*** Opening of RECORD SET ***

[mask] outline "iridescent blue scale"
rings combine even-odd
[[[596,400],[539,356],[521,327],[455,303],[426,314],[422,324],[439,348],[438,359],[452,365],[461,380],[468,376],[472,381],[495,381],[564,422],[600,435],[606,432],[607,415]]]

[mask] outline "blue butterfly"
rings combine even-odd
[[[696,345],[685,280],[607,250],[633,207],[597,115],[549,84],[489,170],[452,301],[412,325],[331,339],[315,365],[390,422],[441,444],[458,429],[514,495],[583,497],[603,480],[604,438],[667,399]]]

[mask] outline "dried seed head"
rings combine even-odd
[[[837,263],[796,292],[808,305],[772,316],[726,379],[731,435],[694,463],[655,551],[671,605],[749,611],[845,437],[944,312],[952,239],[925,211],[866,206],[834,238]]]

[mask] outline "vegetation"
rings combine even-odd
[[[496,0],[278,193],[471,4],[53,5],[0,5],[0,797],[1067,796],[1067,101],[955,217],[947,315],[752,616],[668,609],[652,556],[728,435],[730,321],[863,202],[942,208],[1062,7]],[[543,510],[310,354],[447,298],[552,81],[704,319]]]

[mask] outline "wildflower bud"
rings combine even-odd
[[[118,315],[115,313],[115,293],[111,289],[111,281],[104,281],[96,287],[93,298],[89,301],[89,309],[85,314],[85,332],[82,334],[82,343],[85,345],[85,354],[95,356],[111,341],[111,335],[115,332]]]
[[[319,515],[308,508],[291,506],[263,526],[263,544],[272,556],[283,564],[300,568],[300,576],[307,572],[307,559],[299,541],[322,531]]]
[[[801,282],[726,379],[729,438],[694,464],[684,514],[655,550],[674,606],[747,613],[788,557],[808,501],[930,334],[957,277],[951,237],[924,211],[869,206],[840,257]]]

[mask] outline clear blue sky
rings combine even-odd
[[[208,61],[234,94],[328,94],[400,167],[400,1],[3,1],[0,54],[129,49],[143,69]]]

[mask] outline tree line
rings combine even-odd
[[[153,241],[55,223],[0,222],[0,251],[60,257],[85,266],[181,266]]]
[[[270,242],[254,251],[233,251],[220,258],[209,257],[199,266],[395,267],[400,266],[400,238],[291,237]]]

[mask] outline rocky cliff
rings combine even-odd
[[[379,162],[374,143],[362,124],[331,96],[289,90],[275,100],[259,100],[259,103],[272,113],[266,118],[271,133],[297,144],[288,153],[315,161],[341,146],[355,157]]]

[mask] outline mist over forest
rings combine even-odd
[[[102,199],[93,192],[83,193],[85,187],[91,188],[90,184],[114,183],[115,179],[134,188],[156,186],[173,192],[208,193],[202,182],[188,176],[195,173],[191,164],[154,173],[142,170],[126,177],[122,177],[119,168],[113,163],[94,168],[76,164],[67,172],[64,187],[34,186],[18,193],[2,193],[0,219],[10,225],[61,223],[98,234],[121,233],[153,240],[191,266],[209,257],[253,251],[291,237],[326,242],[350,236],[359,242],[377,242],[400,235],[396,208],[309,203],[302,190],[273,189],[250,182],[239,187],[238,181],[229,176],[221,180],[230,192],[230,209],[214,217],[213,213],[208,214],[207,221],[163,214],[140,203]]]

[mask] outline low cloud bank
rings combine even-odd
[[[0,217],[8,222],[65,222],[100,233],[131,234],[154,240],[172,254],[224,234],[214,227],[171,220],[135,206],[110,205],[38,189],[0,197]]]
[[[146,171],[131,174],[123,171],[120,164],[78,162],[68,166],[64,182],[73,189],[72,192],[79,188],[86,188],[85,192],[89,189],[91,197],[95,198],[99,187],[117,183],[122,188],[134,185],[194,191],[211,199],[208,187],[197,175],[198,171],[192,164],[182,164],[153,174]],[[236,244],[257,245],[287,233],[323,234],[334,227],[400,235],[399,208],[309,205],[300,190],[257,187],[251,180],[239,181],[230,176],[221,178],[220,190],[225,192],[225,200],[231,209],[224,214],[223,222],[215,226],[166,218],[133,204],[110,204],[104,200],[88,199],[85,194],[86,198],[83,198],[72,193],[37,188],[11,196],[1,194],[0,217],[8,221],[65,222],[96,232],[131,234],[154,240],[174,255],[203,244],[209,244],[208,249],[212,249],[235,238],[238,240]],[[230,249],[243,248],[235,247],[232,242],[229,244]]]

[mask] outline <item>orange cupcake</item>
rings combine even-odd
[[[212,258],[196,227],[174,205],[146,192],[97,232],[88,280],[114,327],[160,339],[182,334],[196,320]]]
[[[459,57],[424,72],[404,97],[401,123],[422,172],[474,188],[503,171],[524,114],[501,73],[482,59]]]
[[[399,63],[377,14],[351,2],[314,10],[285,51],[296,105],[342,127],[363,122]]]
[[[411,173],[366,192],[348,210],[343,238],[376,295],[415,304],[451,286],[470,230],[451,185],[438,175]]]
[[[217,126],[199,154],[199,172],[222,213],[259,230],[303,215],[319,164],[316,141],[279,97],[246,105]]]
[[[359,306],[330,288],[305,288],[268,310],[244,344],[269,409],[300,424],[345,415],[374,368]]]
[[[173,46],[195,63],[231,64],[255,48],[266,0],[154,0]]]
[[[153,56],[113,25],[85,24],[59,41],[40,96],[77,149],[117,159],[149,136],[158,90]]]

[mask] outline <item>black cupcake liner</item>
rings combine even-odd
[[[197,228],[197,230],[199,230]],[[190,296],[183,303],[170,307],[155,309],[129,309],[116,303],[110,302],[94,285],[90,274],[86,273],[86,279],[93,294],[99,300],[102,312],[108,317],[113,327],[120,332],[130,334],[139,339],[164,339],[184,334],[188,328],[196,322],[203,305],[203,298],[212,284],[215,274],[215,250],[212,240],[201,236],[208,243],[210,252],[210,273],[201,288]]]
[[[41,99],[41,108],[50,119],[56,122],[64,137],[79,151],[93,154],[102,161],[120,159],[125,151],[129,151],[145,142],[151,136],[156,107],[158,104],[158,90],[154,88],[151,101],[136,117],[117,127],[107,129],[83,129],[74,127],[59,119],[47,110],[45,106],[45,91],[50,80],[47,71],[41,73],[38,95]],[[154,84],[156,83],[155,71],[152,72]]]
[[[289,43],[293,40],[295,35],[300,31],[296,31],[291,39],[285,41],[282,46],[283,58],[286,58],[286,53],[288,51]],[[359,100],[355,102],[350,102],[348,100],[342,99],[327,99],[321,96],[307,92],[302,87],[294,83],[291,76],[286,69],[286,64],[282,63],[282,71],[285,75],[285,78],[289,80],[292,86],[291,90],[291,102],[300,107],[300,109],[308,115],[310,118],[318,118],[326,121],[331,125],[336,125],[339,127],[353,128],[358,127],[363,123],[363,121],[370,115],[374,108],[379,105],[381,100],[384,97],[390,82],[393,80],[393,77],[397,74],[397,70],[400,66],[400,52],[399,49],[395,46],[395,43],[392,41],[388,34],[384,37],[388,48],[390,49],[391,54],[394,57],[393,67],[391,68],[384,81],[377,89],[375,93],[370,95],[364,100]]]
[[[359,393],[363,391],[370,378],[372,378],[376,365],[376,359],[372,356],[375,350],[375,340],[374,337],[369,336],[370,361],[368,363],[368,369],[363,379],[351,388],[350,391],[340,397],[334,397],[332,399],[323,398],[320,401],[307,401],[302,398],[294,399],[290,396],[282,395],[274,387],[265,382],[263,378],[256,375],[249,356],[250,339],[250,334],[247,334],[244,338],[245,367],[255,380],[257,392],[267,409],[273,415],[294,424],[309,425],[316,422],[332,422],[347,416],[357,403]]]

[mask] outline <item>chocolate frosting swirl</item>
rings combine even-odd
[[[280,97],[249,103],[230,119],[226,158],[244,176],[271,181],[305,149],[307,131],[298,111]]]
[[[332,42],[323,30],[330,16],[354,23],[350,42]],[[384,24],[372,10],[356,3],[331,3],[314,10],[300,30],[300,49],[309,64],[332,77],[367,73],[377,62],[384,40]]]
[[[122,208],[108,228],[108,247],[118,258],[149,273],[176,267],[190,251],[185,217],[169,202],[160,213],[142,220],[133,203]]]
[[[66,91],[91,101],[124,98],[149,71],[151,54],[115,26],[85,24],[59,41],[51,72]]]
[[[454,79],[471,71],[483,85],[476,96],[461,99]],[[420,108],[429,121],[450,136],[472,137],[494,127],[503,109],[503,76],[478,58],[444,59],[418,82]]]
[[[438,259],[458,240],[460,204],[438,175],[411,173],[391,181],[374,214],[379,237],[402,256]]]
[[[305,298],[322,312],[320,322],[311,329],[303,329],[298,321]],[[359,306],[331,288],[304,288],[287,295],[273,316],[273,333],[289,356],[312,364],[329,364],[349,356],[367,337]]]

*** Close of RECORD SET ***

WHAT YOU SHOULD DO: Repeat word for word every line from the start of the entries to the line holding "[mask] outline mist over forest", inclusive, and nothing else.

RESPONSE:
[mask] outline "iridescent blue scale"
rings combine even-odd
[[[596,400],[539,356],[521,327],[455,303],[426,314],[422,324],[439,348],[438,359],[452,365],[461,380],[468,376],[472,381],[495,381],[564,422],[600,435],[606,432],[607,415]]]

[mask] outline "blue butterfly"
rings combine even-odd
[[[696,345],[685,280],[607,250],[633,207],[597,115],[549,84],[489,170],[452,301],[412,325],[331,339],[315,365],[390,422],[441,444],[458,429],[514,495],[583,497],[603,480],[604,438],[667,399]]]

[mask] outline "dried seed head"
rings combine even-odd
[[[837,263],[796,292],[808,305],[772,316],[726,379],[731,435],[694,463],[655,551],[671,605],[749,611],[845,437],[944,312],[952,239],[925,211],[866,206],[834,238]]]

[mask] outline "vegetation"
rings combine even-odd
[[[496,0],[278,193],[471,4],[53,5],[0,5],[0,797],[1067,796],[1067,101],[955,217],[947,315],[752,616],[668,609],[652,556],[728,435],[730,321],[863,202],[942,208],[1062,7]],[[543,510],[310,354],[447,298],[552,81],[704,319]]]

[mask] outline "wildflower bud"
rings combine even-odd
[[[118,315],[115,313],[115,293],[111,289],[111,281],[104,281],[96,287],[93,298],[89,301],[89,309],[85,314],[85,332],[82,334],[82,343],[85,345],[85,354],[95,356],[111,341],[111,335],[115,332]]]
[[[319,515],[308,508],[291,506],[263,526],[263,544],[272,556],[283,564],[300,568],[300,576],[307,572],[307,559],[299,541],[322,531]]]
[[[801,282],[726,379],[729,438],[694,464],[684,514],[655,550],[674,606],[747,613],[788,557],[808,501],[930,334],[957,277],[951,237],[924,211],[869,206],[840,257]]]

[mask] outline clear blue sky
rings combine even-odd
[[[208,61],[234,94],[328,94],[400,167],[400,1],[3,1],[0,54],[129,49],[143,69]]]

[mask] outline tree line
rings combine even-odd
[[[153,241],[55,223],[0,222],[0,251],[60,257],[85,266],[181,266]]]
[[[270,242],[254,251],[233,251],[220,258],[209,257],[199,266],[395,267],[400,266],[400,238],[291,237]]]

[mask] outline rocky cliff
rings combine even-odd
[[[379,162],[374,143],[362,124],[331,96],[289,90],[275,100],[259,100],[259,103],[272,113],[266,118],[271,133],[297,144],[288,153],[315,161],[341,146],[355,157]]]

[mask] outline mist over forest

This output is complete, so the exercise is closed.